● Problem: Every record must be repeated exactly; omit any pictures they contain.

● Point-per-instance localization data:
· · · · ·
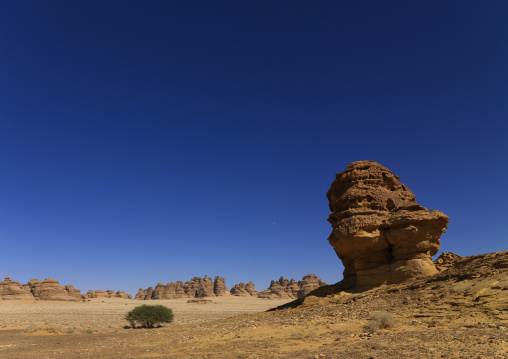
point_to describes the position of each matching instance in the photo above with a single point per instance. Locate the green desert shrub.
(381, 320)
(149, 315)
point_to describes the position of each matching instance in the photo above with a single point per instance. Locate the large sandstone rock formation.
(380, 233)
(91, 294)
(244, 290)
(48, 289)
(195, 288)
(12, 290)
(285, 288)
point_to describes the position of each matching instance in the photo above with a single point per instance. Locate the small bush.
(149, 315)
(381, 320)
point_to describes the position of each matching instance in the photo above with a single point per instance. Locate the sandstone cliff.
(285, 288)
(48, 289)
(244, 290)
(380, 233)
(105, 294)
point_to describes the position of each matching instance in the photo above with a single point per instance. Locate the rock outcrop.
(290, 289)
(12, 290)
(309, 283)
(195, 288)
(91, 294)
(244, 290)
(219, 286)
(380, 233)
(50, 289)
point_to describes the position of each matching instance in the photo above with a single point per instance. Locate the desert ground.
(234, 327)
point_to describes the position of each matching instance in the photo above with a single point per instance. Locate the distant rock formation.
(219, 286)
(48, 289)
(447, 260)
(380, 233)
(12, 290)
(244, 290)
(309, 283)
(105, 294)
(195, 288)
(290, 289)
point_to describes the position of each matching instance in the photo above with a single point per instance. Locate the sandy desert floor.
(101, 315)
(233, 327)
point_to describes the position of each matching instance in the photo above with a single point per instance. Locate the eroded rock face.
(195, 288)
(12, 290)
(244, 290)
(91, 294)
(49, 289)
(219, 286)
(289, 288)
(380, 233)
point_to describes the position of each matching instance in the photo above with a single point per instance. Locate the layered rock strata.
(291, 289)
(12, 290)
(195, 288)
(244, 290)
(48, 289)
(380, 233)
(91, 294)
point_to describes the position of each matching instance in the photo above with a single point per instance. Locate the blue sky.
(146, 142)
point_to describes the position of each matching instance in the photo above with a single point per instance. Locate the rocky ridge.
(205, 287)
(289, 288)
(380, 233)
(48, 289)
(105, 294)
(195, 288)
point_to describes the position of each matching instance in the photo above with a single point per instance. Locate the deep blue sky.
(145, 142)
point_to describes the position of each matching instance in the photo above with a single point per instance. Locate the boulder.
(195, 288)
(380, 233)
(73, 292)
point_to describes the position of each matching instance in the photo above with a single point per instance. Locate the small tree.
(150, 315)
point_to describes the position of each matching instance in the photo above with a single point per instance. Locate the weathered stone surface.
(91, 294)
(309, 283)
(49, 289)
(195, 288)
(285, 288)
(12, 290)
(144, 294)
(200, 301)
(447, 260)
(380, 233)
(73, 292)
(219, 286)
(244, 290)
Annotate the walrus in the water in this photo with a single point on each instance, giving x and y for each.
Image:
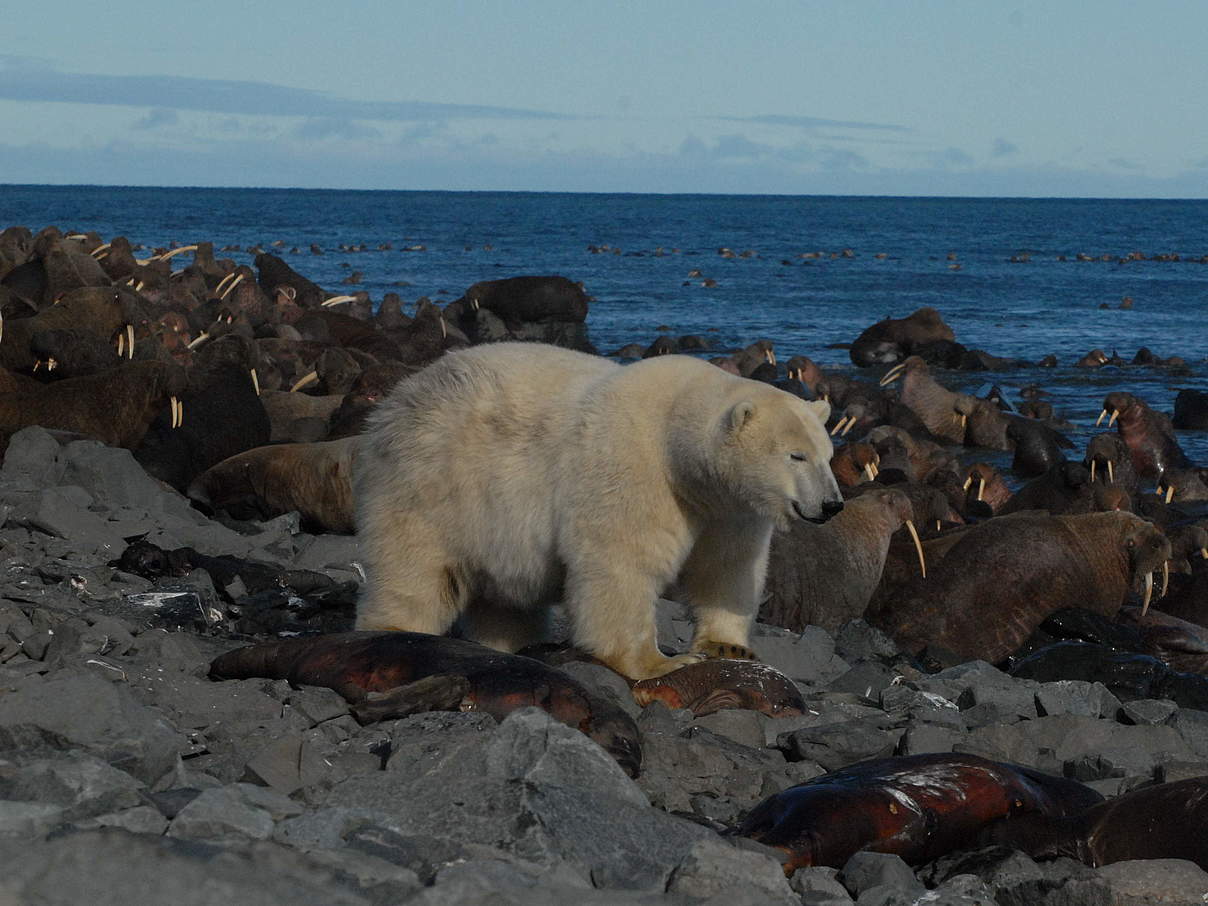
· · · · ·
● Answer to the exercise:
point_to describes the position of each matching instance in the photo above with a single point per instance. Locate the green desert shrub.
(381, 320)
(149, 315)
point_to describes the position of each matching instance in the photo above with a single point per instance. Locate the large sandstone rock formation.
(380, 233)
(91, 294)
(244, 290)
(48, 289)
(195, 288)
(12, 290)
(285, 288)
point_to describes the position of each matching instance in the photo above with a single point per instance. Locate the small bush.
(149, 315)
(381, 320)
point_to describes the position of each matching instance in the photo above with a single point per instance. Locate the sandstone cliff.
(285, 288)
(48, 289)
(244, 290)
(380, 233)
(105, 294)
point_to describes the position of each matching instance in the photo above with a single point per instance. Locate the rock outcrop.
(290, 289)
(12, 290)
(309, 283)
(195, 288)
(91, 294)
(244, 290)
(219, 286)
(380, 233)
(50, 289)
point_to describes the position of each matching instance in the photo above with a single point per instance. Locate the desert ground.
(234, 327)
point_to describes the position of each matching instance in the photo above with a single point per instance. Locate the distant rock formation.
(219, 286)
(48, 289)
(447, 260)
(380, 233)
(12, 290)
(244, 290)
(309, 283)
(105, 294)
(195, 288)
(290, 289)
point_to describes the position of each matching instance in the photo above with a single point per instance. Locate the sandy desert floor.
(101, 315)
(233, 327)
point_to describes the position of each matching instance in the photo above with a single point per instance. Locate the eroded rock face.
(195, 288)
(12, 290)
(244, 290)
(91, 294)
(49, 289)
(219, 286)
(289, 288)
(380, 233)
point_to describes the position of each matching instance in the photo above with a single point per instance. Locate the layered rock strata.
(291, 289)
(12, 290)
(195, 288)
(244, 290)
(48, 289)
(380, 233)
(91, 294)
point_to describes the position of each matching instance in the photo above with a single point per instance. Locate the blue sky.
(146, 142)
point_to describes the position of each matching instance in the photo above with a single point per instance. Locate the rocky ridge.
(205, 287)
(289, 288)
(380, 233)
(48, 289)
(105, 294)
(195, 288)
point_to describes the position of each matching instance in the photo above with a single point per instance. Locate the deep blue sky.
(145, 142)
point_to describes the position of each matching instance in the photo above with a single point per instance. Locate the boulder.
(195, 288)
(380, 233)
(73, 292)
point_to describes the position of each matching instance in the photo above with a single point per instance. Locate the small tree.
(150, 315)
point_to describes the position of each matching instance in the photo above with a single point per instance. Locate the weathered stone surface.
(91, 294)
(309, 283)
(49, 289)
(195, 288)
(285, 288)
(12, 290)
(144, 294)
(200, 301)
(447, 260)
(380, 233)
(73, 292)
(219, 286)
(244, 290)
Annotate the walrus in the water in this photo with a single point on each instance, giving x and y for each.
Image:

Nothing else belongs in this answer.